== Task prompt ==
Pick up the article about National Geographic's Love Snap photo assignment after its last sentence and write what comes next.

== Text shown ==

+++++

National Geographic’s Diverse Images of "Love"

National Geographic's online photo-sharing platform Your Shot offers photographers, professional or otherwise, an opportunity to submit their photos for a chance to share their work with a wide audience. Essentially, the world renowned publication schedules multiple assignments and turns the spotlight on its members, inviting them to participate.

Starting today, a brand new assignment has been launched titled Love Snap that calls on photographers to capture what “love” looks like, whether it's the natural appearance of a heart-shaped landscape, the joyous locking of eyes between a mother and child, a candid shot of a couple on their wedding day, or the embrace of vacationing lovers.

Each image submission in this particular assignment is carefully curated by a three-person team of editors–National Geographic photographers Lynn Johnson and Maggie Steber, and Senior Photo Editor for National Geographic Magazine, Elizabeth Krist. Love Snap is currently accepting photos through March 7, 2014.

+++++

== Information shown ==
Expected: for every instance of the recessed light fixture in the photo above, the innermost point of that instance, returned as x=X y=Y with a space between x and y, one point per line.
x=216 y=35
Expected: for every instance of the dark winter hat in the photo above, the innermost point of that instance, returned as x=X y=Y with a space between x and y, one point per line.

+++++

== Written answer ==
Top photo: Photograph and caption by Danielle Mussman, National Geographic Your Shot
On the banks of the Ohio River, the Kentucky side, I watched as the shifting ice, momentarily formed a heart ringed in blue.

Photograph and caption by Andrey Antov, National Geographic Your Shot
Two butterflies mating.

Photograph and caption by Boryana Katsarova, National Geographic Your Shot
I was walking in the famous neighborhood of Fatih, Istanbul, Turkey when I saw an “Angel” in the middle of the street. The man was waiting for somebody who never shows up.

Photograph and caption by Brenda Sutton, National Geographic Your Shot
A group of children watch as a walrus performs and then waves to them.

Photograph and caption by Hadi Asgari, National Geographic Your Shot
A picture of my grandma and my young cousin

Photograph and caption by Drey M., National Geographic Your Shot
What's more precious than capturing the love of mother and children in one shot? Priceless moment.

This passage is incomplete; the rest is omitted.